- TO BE DONE -
In the listing below, find the line containing "Task: for the evaluation benchmark, tag each instance of the car". Write out that line and every line after it to the end, exactly and only those.

* Begin DATA ENTRIES *

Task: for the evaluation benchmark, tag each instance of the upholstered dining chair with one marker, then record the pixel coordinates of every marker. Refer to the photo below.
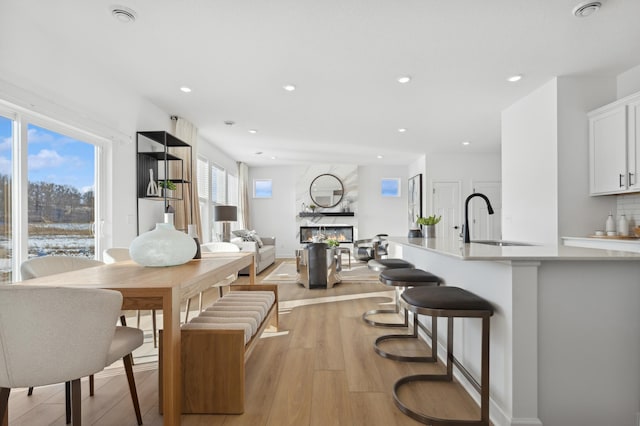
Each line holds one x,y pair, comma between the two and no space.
49,265
215,247
75,333
121,254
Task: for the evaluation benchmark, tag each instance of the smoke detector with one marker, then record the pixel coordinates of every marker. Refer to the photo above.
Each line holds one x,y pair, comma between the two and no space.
123,14
584,9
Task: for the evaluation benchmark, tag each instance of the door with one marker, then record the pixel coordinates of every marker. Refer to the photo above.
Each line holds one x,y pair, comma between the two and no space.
445,199
484,226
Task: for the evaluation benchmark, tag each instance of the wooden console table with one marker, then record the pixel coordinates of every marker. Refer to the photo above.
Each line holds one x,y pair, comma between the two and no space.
159,288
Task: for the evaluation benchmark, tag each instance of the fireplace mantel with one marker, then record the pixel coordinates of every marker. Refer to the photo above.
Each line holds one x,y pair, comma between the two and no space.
322,214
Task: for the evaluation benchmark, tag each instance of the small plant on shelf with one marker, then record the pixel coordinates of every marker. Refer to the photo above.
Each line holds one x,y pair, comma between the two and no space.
430,220
167,184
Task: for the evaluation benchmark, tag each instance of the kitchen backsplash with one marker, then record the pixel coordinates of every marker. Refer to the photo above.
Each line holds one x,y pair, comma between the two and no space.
629,205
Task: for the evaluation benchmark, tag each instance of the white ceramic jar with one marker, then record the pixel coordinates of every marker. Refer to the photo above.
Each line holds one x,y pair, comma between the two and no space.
163,246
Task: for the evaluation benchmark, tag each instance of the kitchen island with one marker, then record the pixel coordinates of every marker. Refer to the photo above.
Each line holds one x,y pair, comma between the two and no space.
565,336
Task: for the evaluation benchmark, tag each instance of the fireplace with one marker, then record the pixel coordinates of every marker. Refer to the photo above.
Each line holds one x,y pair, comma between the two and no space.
342,233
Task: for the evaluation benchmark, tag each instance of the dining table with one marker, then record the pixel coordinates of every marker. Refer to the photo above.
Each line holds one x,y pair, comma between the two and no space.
159,288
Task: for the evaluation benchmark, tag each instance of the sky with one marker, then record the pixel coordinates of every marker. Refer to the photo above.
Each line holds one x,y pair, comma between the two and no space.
52,157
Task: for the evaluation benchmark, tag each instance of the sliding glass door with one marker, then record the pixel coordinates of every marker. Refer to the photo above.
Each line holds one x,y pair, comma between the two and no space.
49,191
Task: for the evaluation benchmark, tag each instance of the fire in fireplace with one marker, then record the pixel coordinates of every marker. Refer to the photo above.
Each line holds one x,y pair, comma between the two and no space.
342,233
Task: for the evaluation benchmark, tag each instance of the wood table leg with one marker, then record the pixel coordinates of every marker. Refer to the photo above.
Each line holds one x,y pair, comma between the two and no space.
171,386
252,271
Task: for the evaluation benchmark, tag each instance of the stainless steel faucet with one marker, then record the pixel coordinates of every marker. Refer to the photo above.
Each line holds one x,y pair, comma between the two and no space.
466,213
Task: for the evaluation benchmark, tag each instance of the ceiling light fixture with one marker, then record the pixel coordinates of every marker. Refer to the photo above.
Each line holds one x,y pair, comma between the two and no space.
584,9
123,14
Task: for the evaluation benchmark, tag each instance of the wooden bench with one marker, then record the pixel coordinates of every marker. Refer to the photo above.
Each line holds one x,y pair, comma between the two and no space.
213,359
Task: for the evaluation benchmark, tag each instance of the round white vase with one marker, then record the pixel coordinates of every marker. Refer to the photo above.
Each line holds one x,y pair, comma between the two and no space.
163,246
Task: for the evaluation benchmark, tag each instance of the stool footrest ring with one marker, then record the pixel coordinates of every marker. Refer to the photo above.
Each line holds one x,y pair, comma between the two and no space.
385,324
396,357
424,418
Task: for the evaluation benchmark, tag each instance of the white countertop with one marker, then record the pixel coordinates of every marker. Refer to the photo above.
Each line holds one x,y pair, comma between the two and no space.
475,251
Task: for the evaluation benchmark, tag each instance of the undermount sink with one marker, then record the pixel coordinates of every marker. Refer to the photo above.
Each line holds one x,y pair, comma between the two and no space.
501,243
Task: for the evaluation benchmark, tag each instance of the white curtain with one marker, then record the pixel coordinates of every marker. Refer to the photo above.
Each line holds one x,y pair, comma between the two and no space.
243,196
188,210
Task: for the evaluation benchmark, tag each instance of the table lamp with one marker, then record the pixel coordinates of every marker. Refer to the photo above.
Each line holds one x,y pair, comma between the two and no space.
226,215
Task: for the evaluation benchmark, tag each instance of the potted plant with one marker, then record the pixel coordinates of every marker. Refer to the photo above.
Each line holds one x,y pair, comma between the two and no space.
429,224
167,185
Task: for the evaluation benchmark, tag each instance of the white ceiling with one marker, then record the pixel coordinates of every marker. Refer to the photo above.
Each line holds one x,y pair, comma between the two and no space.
344,57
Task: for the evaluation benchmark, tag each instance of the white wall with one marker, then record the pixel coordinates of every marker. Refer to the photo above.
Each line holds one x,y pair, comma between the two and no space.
530,167
628,83
545,157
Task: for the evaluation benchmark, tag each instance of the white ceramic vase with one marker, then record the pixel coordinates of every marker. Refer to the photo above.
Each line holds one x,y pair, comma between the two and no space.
163,246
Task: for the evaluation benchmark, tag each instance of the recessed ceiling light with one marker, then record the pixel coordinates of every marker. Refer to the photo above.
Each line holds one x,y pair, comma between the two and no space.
123,14
587,8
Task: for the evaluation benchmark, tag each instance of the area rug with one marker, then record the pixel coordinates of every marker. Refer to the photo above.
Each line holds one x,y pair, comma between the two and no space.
286,273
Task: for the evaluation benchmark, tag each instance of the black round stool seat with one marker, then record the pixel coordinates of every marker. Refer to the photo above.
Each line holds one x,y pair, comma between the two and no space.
449,302
445,298
400,277
408,277
382,264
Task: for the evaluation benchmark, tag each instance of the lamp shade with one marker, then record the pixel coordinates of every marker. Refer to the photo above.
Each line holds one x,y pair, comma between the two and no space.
225,213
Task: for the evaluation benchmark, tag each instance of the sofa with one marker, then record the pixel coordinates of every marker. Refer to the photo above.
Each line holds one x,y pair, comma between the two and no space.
263,249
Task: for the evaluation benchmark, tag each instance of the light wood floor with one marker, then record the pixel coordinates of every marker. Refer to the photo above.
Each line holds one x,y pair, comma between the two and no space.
320,369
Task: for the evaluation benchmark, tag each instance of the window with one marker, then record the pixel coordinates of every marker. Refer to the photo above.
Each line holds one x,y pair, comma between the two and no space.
6,160
262,188
49,207
61,201
216,186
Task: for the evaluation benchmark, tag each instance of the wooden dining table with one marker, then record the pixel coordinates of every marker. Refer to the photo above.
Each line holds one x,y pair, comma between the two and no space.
159,288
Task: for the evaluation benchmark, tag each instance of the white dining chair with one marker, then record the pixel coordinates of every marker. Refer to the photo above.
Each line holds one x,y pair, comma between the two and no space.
53,335
121,254
49,265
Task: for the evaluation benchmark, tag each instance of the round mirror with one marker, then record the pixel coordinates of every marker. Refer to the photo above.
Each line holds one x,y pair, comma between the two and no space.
326,191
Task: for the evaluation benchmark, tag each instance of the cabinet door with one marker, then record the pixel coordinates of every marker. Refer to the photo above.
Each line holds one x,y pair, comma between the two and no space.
633,126
608,151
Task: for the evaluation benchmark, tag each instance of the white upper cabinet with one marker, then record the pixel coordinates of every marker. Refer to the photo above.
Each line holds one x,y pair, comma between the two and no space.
614,147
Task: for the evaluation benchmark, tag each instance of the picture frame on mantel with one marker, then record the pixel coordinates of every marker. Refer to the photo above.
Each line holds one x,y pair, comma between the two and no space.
414,195
390,187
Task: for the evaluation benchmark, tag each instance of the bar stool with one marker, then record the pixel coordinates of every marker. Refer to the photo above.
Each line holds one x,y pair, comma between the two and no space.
379,265
397,278
449,302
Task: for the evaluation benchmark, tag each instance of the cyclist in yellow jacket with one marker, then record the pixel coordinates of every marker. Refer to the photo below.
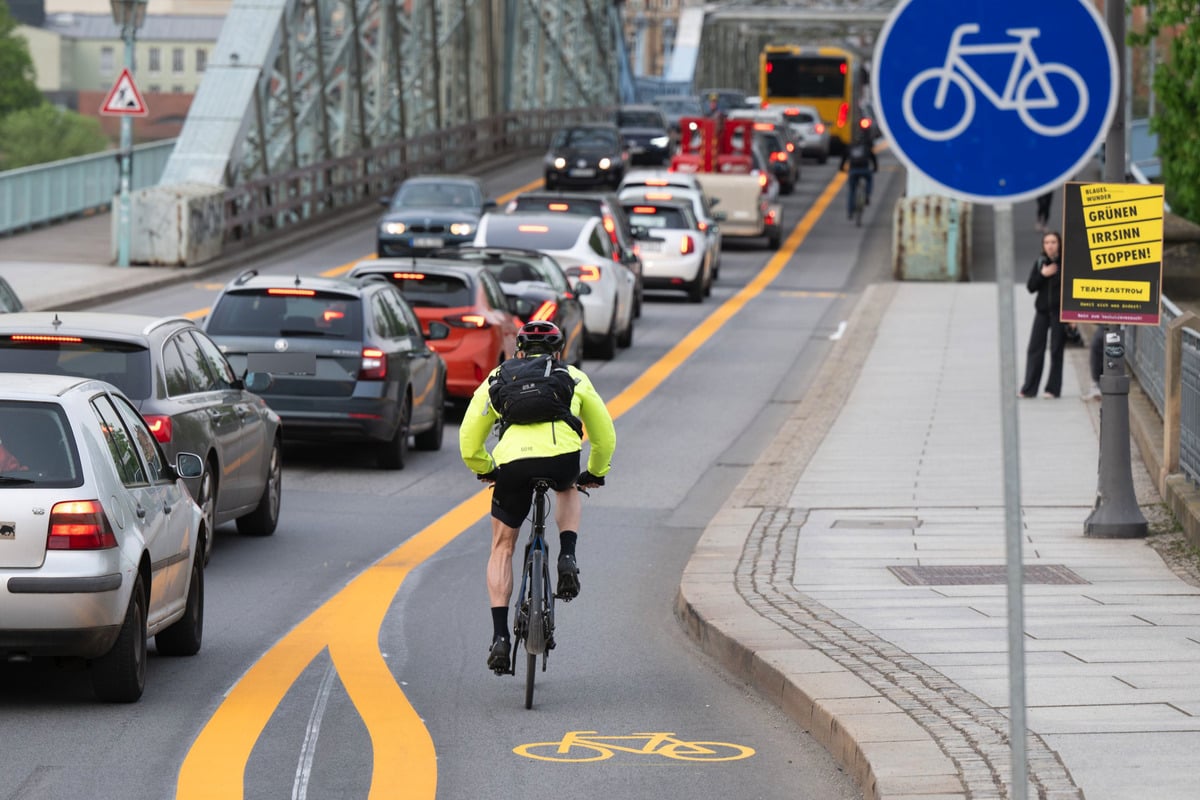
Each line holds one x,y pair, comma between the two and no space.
534,450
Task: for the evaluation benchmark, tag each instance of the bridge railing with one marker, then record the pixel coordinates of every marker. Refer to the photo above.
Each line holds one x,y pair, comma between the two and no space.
60,190
259,206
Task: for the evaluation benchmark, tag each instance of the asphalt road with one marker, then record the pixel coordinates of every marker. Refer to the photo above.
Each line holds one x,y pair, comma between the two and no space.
343,656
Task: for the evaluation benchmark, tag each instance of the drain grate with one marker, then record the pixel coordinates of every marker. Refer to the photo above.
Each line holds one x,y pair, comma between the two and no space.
983,575
889,523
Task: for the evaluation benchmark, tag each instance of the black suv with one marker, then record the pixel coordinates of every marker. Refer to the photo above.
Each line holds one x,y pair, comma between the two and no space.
347,359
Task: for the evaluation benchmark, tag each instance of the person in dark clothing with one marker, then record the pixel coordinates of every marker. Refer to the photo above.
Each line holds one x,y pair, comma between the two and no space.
1045,281
1044,211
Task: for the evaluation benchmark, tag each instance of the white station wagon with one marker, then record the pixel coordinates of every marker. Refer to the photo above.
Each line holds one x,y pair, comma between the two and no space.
101,545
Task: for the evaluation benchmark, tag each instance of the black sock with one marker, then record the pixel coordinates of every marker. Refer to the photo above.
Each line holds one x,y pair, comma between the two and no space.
567,540
501,621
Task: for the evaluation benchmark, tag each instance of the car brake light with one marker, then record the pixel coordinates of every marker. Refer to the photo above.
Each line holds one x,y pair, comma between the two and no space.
160,426
375,366
467,320
31,337
545,311
79,525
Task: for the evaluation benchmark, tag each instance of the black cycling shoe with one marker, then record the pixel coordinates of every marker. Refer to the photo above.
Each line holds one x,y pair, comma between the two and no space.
568,578
498,656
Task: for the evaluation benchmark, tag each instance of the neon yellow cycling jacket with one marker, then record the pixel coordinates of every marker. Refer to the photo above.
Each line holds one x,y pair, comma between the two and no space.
538,439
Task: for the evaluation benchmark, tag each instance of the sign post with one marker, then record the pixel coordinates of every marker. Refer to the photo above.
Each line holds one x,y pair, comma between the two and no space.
995,103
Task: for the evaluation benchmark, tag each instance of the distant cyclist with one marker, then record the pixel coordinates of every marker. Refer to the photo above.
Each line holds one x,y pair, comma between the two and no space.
528,450
863,166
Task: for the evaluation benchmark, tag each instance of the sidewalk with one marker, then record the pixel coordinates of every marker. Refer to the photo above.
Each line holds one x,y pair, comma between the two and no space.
809,581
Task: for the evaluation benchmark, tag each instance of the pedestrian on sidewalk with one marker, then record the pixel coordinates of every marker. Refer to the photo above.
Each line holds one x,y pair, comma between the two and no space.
1045,281
1044,211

* End DATA ENTRIES *

- RESPONSE FOR THIS EXERCISE -
Task: for the evaluation benchmark, tag each instance of the car brake light with one marker, then record the pixel coordinates of every marker. Refer to the photo above.
Each line holds one x,y pair, comma between the two and no space.
160,426
375,366
467,320
31,337
545,311
79,525
Task: for the evaluation benchmark, tag each instance of the black cycling shoe with one marker, then record the pixel coordinates of every marker. Refer to the photo above.
Each line holds one x,y pair, comma between the two and no space.
568,578
498,656
Task: for the evaluation benchmark, tag each instance of the neon yellow cycling jacket with one marker, then record the pixel coordinates of every marker. Refer to the photo above.
Each line holds one x,y pair, comma between the two and no space.
538,439
Task: for the evaluation benchmark, tag each instance of the sign post with one marker, then record the pixel coordinates of every marker. Refer to the photo above.
Each line holds one x,y pair, comma between the two and no space.
995,103
Task: for the evaluation benchmark, tag each instance of the distant cyclist with one marker, then record the pixel coordinates of every marker. Refer to the photo above.
Each line holds one x,y pair, comma between the two and no space.
528,450
863,166
Task: for the evaluation benchmark, tag each instance of the sidewalk with one marker, then record the pixel coordinates of every marker. Refer to the photo above.
Each line holds one x,y pair, comma between the two and no space.
809,581
Task: for the evaluation benchmark, tag each instance of the pedestrian on sidewalk with one marker, then record the pixel coordinates of every marker. Refer to the photo above.
Each line holds one x,y pair, comma between the two and no space.
1045,281
1044,211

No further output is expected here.